**Task:**
Which lines run from the one containing "# test: point at every instance of the concrete" to the end of the entries? Quote them exactly, and nothing else.

>> begin Data for this task

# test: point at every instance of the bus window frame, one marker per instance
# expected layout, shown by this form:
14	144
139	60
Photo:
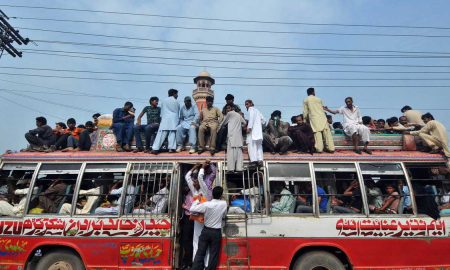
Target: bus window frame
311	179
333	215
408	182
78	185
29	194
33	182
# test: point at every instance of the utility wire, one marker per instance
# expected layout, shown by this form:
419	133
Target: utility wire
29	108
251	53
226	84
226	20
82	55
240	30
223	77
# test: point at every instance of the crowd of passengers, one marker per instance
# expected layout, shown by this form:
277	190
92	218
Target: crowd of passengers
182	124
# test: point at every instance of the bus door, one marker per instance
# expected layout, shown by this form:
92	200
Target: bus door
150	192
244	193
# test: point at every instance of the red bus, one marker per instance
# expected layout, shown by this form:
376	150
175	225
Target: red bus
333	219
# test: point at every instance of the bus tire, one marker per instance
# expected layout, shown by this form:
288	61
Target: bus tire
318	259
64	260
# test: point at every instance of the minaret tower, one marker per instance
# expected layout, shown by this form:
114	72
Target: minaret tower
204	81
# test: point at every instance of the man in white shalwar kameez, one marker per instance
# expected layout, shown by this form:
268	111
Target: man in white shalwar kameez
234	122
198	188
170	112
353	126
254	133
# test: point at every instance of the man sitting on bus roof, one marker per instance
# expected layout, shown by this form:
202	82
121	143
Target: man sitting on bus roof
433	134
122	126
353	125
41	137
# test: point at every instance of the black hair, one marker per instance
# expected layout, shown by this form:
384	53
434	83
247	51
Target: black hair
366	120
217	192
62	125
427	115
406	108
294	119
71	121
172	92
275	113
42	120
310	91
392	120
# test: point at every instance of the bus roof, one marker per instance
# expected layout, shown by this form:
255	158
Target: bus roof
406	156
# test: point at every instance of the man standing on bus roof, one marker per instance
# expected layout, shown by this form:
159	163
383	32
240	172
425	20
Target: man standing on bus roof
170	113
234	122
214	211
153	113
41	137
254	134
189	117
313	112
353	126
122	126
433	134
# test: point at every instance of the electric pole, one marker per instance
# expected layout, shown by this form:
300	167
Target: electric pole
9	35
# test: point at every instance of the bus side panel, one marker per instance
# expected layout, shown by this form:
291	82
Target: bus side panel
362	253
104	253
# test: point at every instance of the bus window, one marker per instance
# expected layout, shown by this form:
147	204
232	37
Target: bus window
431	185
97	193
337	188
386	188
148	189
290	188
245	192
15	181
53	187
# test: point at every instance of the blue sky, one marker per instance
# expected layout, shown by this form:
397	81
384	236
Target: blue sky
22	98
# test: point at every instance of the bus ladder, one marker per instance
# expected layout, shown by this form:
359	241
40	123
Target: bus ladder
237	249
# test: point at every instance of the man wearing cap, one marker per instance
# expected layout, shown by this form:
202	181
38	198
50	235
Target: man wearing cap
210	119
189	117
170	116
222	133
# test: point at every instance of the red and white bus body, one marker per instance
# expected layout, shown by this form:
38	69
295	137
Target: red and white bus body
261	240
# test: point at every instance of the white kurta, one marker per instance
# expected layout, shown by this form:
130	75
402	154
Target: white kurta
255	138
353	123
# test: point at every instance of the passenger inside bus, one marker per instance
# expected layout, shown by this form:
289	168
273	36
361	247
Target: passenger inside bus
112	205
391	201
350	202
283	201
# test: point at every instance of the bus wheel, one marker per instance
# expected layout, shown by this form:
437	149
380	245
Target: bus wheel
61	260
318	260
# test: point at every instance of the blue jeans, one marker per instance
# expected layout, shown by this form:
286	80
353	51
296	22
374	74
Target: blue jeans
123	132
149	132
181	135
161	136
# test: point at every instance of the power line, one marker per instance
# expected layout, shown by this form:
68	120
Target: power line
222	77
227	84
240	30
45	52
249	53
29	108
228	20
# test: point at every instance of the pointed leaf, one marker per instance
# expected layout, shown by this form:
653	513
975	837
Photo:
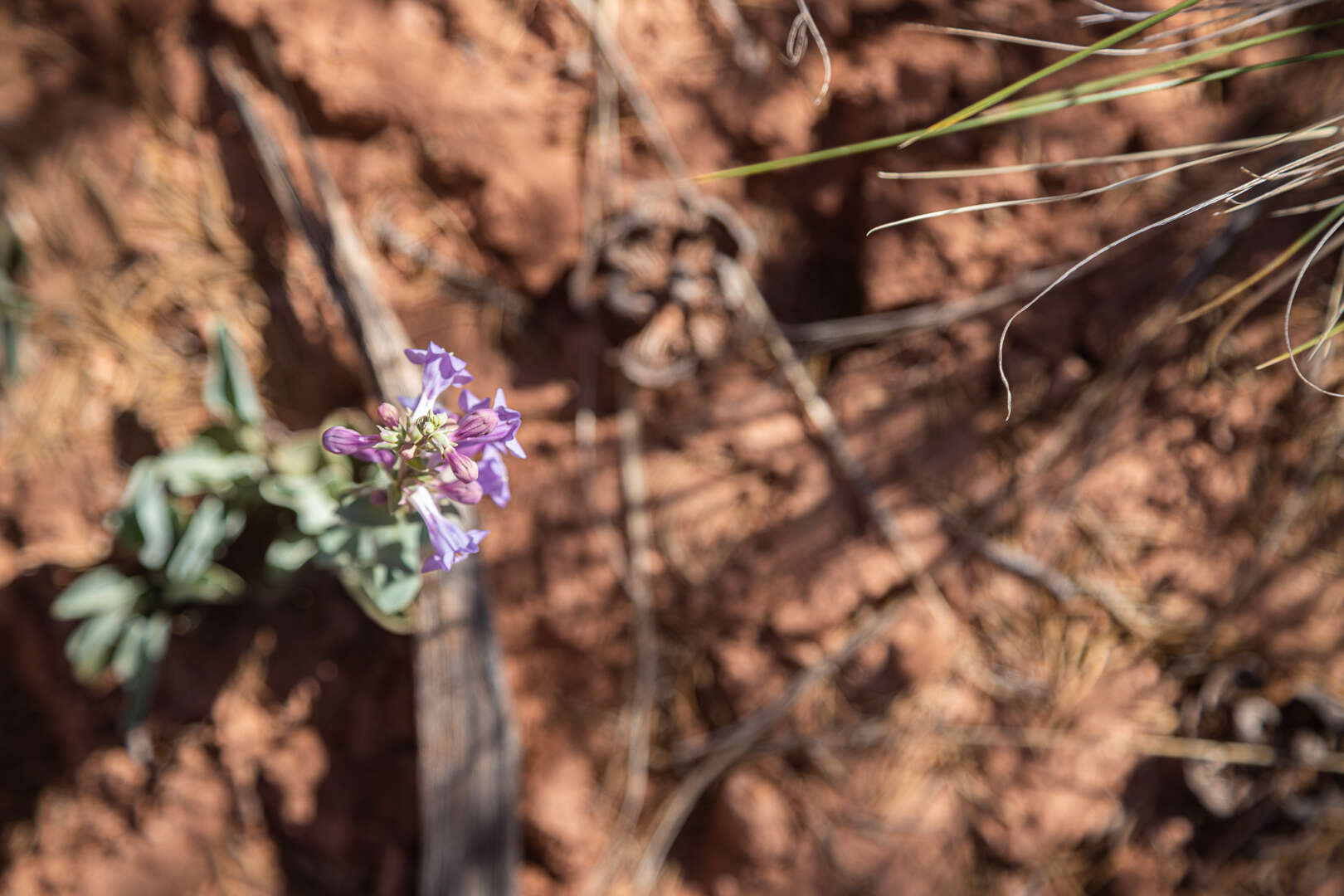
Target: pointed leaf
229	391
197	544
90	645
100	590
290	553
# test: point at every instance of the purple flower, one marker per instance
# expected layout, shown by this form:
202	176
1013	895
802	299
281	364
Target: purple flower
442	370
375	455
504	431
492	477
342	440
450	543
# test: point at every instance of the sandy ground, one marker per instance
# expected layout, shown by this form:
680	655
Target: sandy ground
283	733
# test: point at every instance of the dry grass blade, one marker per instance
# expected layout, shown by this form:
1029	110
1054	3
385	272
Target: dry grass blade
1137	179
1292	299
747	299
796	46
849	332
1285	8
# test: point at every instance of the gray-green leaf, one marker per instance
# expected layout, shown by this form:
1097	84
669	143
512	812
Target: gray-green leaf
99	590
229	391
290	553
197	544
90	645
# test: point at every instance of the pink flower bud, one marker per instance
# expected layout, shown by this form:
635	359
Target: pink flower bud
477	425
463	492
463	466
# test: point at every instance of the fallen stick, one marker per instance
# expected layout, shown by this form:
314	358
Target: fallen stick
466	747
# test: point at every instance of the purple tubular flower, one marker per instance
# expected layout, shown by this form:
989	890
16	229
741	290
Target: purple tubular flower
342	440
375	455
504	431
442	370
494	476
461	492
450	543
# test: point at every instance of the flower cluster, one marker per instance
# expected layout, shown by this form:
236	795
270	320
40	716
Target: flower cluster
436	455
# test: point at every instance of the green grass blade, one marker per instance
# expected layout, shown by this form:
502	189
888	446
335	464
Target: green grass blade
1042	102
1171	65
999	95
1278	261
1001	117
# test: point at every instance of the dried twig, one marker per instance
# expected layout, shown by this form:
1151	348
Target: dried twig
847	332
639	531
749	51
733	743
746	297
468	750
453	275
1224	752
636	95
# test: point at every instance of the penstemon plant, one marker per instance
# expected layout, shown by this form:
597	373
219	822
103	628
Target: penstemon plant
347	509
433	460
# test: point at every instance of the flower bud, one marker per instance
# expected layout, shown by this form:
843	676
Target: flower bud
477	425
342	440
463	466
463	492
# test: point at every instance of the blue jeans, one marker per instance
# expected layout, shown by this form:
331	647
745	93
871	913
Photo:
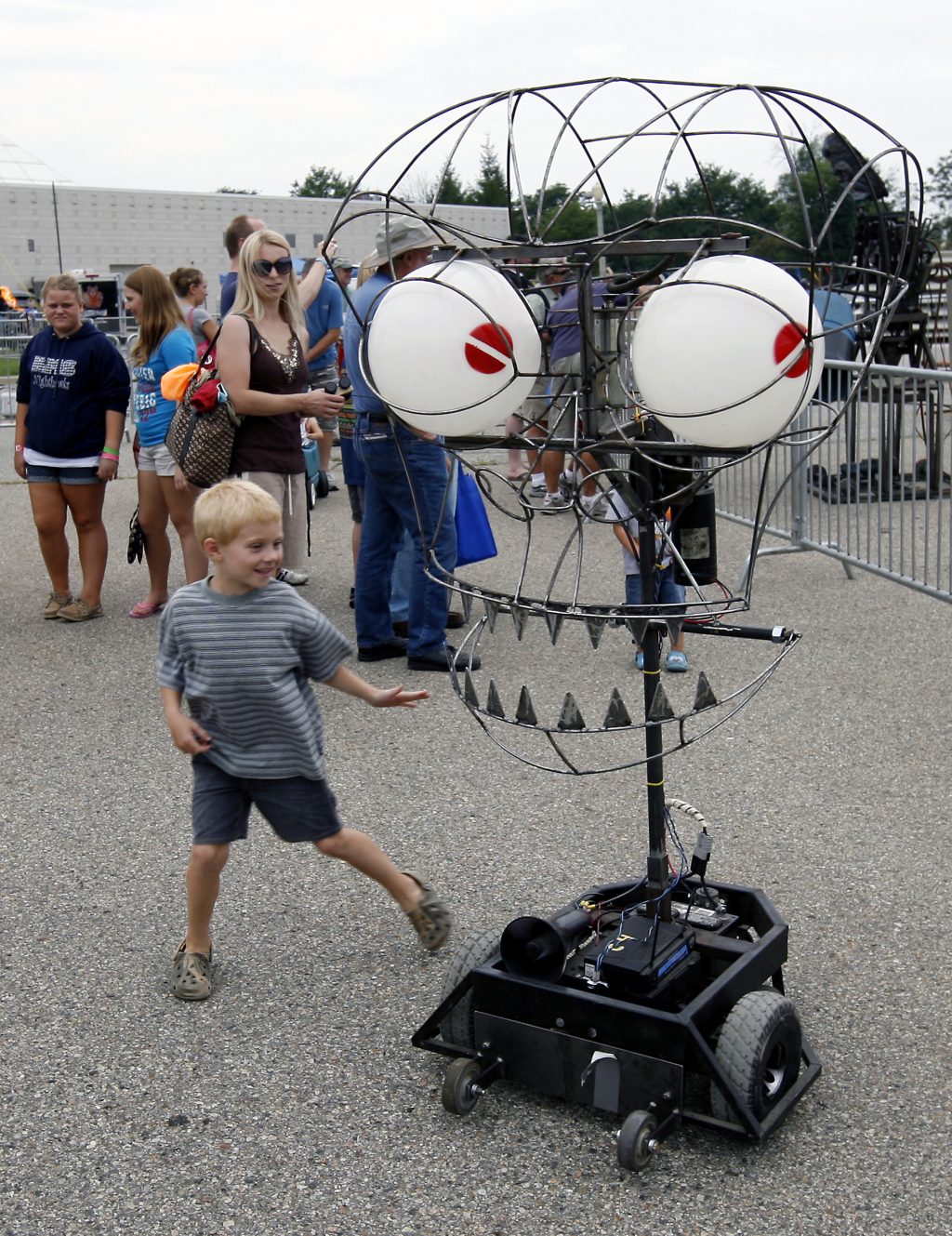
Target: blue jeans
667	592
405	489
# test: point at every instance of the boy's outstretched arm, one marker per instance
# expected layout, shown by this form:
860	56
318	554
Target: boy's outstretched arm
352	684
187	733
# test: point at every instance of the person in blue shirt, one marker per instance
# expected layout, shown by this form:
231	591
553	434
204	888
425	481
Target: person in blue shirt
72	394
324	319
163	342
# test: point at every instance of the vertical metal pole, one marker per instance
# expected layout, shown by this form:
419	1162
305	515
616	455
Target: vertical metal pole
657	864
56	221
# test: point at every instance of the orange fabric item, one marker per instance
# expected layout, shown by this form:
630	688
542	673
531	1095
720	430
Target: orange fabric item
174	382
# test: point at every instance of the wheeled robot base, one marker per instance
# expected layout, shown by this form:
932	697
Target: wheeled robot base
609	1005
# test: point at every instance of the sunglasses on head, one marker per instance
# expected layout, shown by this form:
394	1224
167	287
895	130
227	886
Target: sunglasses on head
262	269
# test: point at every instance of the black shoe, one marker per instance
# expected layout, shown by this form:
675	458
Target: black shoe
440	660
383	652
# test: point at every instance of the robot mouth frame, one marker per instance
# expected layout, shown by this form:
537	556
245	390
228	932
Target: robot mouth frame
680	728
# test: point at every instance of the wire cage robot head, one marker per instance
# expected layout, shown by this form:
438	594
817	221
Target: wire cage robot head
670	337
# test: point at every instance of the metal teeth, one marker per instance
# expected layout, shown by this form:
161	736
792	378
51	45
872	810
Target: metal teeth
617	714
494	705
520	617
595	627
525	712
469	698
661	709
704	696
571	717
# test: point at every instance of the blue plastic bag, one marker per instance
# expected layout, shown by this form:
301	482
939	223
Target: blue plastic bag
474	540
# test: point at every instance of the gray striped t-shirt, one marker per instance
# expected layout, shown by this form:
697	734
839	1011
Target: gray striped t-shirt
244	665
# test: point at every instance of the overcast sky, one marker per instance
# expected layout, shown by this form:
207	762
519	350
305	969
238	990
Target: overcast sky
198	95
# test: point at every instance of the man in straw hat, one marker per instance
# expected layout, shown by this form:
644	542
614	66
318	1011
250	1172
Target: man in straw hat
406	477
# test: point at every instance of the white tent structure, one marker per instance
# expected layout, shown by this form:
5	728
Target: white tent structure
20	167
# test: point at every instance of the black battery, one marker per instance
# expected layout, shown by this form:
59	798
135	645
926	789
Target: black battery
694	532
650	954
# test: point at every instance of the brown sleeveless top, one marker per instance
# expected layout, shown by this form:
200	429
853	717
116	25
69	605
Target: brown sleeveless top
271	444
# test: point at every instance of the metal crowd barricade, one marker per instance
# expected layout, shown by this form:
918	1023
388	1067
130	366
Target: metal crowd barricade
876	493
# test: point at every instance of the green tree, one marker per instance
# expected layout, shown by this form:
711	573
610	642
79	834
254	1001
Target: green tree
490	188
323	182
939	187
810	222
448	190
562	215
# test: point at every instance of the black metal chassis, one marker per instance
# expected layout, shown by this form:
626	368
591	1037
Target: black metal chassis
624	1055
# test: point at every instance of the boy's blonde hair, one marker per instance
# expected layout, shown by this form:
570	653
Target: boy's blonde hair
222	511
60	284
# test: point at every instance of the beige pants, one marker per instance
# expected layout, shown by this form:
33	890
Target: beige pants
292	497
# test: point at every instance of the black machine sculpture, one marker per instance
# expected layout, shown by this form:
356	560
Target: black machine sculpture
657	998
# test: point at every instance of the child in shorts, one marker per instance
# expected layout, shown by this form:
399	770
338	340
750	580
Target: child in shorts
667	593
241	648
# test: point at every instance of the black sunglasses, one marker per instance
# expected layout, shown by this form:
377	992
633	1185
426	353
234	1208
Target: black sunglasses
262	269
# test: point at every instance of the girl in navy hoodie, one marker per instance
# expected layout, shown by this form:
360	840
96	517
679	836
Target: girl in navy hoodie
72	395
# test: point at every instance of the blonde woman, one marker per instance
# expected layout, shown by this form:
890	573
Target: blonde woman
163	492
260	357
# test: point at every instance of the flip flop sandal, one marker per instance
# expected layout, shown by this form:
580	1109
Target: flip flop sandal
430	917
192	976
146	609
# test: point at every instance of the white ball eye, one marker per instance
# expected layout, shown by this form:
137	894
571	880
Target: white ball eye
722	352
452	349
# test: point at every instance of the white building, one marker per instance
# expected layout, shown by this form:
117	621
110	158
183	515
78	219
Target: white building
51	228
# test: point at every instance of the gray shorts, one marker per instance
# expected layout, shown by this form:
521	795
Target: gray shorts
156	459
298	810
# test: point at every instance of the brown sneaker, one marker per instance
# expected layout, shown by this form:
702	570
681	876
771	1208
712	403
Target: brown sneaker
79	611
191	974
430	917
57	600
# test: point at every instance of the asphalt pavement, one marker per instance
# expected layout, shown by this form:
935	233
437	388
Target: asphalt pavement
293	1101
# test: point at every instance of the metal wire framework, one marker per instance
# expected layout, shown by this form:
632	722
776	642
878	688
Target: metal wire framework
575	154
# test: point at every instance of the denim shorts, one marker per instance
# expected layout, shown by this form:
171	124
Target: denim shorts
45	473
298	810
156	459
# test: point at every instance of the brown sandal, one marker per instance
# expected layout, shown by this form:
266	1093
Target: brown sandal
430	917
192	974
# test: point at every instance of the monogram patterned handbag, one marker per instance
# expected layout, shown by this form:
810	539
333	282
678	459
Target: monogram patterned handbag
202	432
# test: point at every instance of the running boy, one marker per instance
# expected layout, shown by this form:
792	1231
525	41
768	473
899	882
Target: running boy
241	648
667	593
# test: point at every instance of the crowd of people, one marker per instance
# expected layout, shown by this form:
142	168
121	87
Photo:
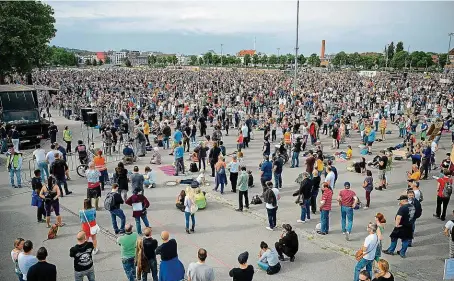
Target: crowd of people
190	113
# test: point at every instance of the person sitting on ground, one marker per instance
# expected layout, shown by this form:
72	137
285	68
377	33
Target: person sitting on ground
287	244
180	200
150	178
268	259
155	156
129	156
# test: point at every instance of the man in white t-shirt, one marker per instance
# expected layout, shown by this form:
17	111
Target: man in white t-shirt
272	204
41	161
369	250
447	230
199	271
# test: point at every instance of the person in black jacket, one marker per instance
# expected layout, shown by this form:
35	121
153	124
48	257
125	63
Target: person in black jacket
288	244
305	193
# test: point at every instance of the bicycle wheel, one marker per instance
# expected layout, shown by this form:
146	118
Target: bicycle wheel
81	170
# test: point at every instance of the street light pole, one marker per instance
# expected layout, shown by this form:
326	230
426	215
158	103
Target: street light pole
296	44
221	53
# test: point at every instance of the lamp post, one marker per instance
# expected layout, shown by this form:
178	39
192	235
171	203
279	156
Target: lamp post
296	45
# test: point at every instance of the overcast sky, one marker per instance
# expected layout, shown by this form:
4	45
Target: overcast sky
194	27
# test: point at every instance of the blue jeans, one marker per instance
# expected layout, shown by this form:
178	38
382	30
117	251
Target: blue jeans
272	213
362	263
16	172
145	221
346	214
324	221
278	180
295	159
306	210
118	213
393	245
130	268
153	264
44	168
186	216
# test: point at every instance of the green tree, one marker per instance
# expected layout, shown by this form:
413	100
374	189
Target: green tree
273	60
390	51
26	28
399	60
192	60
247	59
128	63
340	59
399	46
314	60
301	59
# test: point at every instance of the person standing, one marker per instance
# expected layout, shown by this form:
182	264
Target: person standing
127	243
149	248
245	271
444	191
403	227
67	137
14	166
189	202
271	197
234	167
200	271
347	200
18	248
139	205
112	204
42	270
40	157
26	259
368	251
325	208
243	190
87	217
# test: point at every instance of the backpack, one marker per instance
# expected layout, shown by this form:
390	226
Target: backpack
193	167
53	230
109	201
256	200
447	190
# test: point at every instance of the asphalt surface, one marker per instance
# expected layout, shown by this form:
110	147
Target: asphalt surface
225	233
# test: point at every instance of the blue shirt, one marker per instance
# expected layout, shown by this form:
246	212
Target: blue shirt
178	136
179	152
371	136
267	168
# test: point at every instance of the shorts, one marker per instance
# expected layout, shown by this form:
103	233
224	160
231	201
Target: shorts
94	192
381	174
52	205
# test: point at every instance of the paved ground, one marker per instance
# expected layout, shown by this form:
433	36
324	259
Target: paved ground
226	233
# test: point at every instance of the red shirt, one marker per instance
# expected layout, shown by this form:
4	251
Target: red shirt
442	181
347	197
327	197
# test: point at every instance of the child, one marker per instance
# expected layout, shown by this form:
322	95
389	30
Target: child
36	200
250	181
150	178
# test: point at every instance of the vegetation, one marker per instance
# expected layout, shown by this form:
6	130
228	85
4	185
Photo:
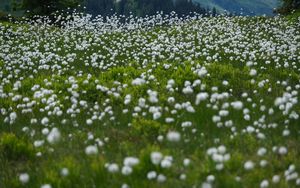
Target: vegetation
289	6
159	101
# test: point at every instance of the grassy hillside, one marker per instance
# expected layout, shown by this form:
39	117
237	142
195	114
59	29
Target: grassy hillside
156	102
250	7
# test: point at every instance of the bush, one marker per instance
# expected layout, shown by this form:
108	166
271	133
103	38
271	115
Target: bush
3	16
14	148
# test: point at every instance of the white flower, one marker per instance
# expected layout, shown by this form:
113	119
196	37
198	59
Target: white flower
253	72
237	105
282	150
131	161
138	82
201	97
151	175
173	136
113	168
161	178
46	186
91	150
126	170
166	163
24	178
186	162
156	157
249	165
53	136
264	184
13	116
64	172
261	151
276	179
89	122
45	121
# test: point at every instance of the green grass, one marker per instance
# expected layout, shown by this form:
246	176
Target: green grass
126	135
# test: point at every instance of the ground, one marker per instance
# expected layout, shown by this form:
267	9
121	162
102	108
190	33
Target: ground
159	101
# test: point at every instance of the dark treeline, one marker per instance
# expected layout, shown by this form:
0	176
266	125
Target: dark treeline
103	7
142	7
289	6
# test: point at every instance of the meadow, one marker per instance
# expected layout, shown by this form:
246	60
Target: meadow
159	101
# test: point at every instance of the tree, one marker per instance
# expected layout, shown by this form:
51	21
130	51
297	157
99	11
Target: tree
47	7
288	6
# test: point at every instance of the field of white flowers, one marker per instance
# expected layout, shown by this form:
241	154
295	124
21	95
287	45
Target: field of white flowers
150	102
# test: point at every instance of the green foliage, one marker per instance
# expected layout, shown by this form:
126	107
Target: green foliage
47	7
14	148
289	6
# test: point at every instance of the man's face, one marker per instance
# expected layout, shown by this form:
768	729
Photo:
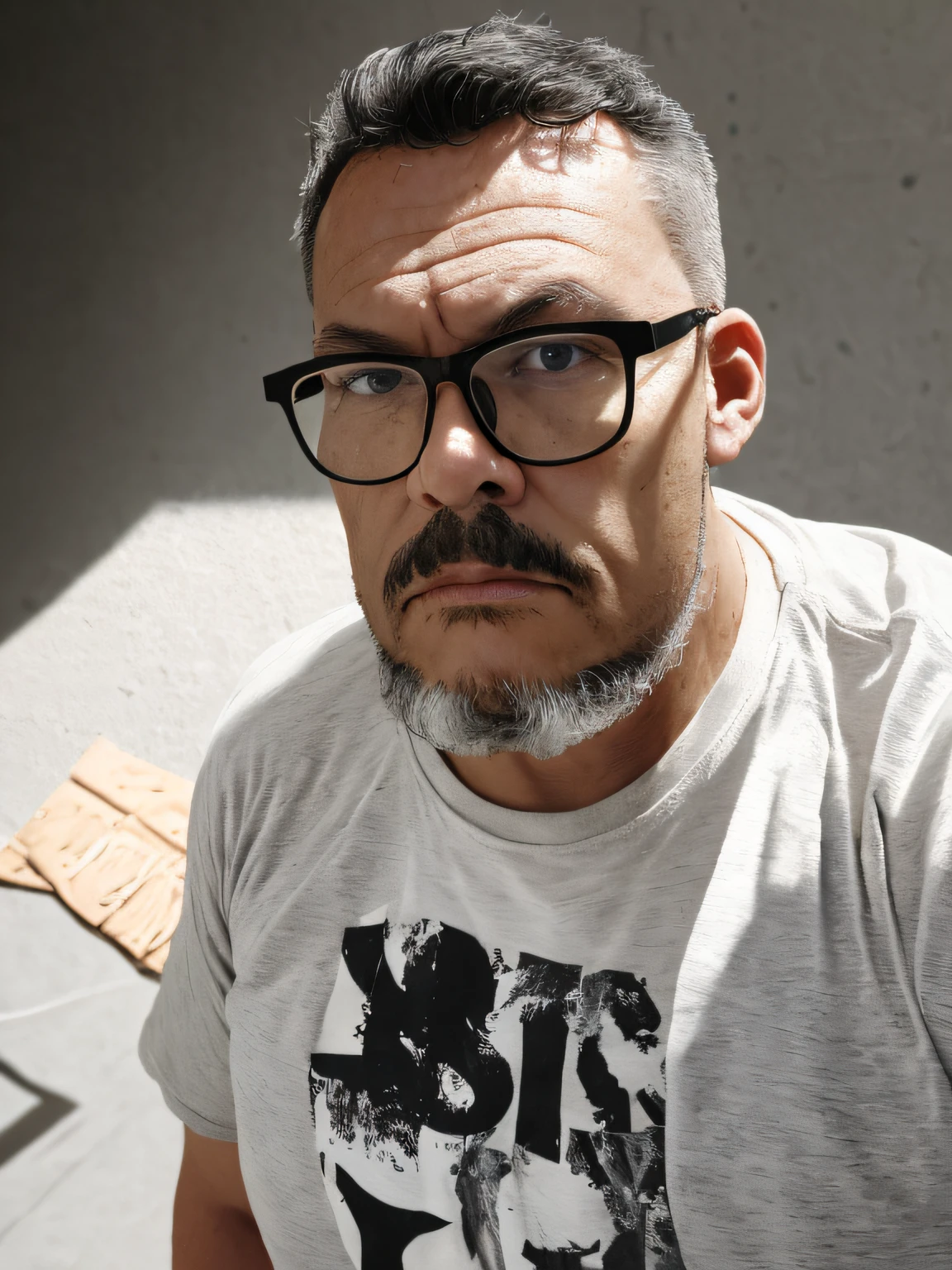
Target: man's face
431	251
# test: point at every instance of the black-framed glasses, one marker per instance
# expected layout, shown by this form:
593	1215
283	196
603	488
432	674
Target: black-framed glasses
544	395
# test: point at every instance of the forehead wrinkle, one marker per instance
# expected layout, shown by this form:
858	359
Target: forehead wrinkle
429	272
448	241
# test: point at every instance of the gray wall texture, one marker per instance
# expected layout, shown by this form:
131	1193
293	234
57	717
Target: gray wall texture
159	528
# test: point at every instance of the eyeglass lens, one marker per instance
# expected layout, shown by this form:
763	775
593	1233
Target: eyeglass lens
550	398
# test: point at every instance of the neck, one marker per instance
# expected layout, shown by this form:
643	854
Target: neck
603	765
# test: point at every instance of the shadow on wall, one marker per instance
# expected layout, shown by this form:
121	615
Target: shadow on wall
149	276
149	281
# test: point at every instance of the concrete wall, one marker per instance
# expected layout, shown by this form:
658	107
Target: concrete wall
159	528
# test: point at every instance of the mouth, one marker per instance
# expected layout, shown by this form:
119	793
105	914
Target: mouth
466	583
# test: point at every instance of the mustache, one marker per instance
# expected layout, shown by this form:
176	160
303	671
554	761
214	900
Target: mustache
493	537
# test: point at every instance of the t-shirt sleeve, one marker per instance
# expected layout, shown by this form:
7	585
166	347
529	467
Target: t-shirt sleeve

>> end Data for this task

**The output:**
# test: point at every instance of the concrete wall, one marker per instance
# expected layout, shown by this form:
658	107
Target: concrete wall
159	528
# test: point at every instance of the mouth, one marker per instance
# expected layout, shown by this form:
119	793
105	914
Target: mouth
466	583
# test: point at every instance of the mustache, one marker per instance
# expected layout, shown by this form:
176	160
303	671
554	761
214	900
Target: mustache
493	537
# test: point at every instance of the t-shirt sleeve, one marker per instance
# expected layout, shown by this form:
7	585
166	347
529	467
Target: t-shirt sleeve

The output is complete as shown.